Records
____________________
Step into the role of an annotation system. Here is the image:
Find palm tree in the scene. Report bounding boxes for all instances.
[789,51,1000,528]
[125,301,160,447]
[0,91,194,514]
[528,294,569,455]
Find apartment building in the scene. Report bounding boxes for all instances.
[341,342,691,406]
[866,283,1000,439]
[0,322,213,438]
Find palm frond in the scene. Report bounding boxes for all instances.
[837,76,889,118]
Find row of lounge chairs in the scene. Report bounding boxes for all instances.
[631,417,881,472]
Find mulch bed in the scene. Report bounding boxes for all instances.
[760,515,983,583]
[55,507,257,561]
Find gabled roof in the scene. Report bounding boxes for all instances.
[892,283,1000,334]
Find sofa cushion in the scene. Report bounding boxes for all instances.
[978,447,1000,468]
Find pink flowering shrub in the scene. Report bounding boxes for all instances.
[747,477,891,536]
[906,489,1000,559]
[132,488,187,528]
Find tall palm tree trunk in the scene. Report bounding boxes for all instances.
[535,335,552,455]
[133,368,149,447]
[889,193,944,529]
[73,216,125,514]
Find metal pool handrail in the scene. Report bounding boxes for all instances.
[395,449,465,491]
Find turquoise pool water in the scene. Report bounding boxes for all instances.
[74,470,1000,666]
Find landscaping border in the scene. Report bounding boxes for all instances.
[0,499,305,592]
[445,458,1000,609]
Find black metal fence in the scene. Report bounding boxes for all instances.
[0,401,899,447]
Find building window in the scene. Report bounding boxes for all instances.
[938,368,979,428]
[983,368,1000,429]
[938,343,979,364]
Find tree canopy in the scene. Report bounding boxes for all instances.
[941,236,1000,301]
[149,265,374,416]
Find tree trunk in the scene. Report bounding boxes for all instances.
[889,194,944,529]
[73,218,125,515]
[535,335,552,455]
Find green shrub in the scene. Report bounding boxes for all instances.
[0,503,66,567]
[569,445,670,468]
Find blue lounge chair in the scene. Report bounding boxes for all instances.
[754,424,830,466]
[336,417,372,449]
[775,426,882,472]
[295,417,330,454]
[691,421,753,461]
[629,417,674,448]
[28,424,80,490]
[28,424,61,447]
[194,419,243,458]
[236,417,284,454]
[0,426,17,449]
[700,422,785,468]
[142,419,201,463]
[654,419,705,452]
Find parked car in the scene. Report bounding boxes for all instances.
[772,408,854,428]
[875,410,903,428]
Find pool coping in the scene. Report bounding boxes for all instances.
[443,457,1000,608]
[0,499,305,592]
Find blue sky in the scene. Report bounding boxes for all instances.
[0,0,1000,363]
____________________
YOUR INSTRUCTIONS ::
Reproduce every one of the entries above word for word.

EXERCISE RESULT ::
Step into the role of an annotation system. Here is the image:
Find palm tree in the scene. Report bounding boxes for all instances.
[789,51,1000,528]
[125,301,160,447]
[0,91,194,514]
[528,294,569,455]
Find apartment building in the scene. Report bounding boxes for all instances.
[341,342,691,406]
[866,283,1000,439]
[0,322,213,438]
Find palm frond in the scene. Report bounding boxes for all instances.
[837,76,889,118]
Find row of lounge chairs in the scene. Report bounding boxes for all instances.
[631,417,881,472]
Find mulch bed in the scene. Report bounding boxes for all instances.
[760,515,983,583]
[55,507,257,561]
Find gabled roof in the scene. Report bounding boxes for all instances.
[892,283,1000,334]
Find sofa cushion in the scene. Report bounding boxes for all instances.
[978,447,1000,468]
Find pink flowering shrub in the scene. Report bounding boxes for all instances.
[747,477,891,536]
[906,489,1000,559]
[132,488,187,528]
Find tall palm tree trunk in the scene. Report bounding boxes for all instances.
[535,335,552,455]
[133,368,149,447]
[889,193,944,529]
[73,216,125,514]
Find metal pool handrail in the scene. Report bounding boxes for all instances.
[395,449,465,491]
Find turquoise pool water in the scene. Report bounding boxes for all instances.
[74,470,1000,666]
Find landscaping border in the scene. Report bounding boxes for all instances.
[0,499,305,592]
[445,458,1000,609]
Find black metal fence in the scene. Report bounding boxes for all instances.
[0,401,899,447]
Find building window in the scene. Report bounding boxes for all instances.
[938,368,979,428]
[983,368,1000,429]
[938,343,979,364]
Find tree canopy in the scene. Report bounding boxes for all instances.
[941,236,1000,301]
[149,265,374,416]
Find tree trunk in the scene. Report bounding boxes for all instances.
[889,194,944,529]
[73,218,125,515]
[535,335,552,455]
Find green shrub in the scene. Report bounding boxes for all instances.
[0,503,66,567]
[569,445,670,468]
Find blue lounge chair in the scene. Report bounding boxes for all instances.
[754,424,830,466]
[336,417,372,449]
[775,426,882,472]
[295,417,330,454]
[691,421,753,461]
[629,417,674,448]
[28,424,80,490]
[28,424,61,447]
[194,419,243,458]
[236,417,284,454]
[0,426,17,449]
[700,422,785,468]
[142,419,201,463]
[654,419,705,452]
Find parked car in the scene. Report bounding boxes for all instances.
[772,408,854,428]
[875,410,903,428]
Find pool coping in the scene. Report bounding boxes for all instances.
[443,457,1000,608]
[0,499,305,592]
Find blue sky in the scene. Report bounding boxes for all instances.
[0,0,1000,363]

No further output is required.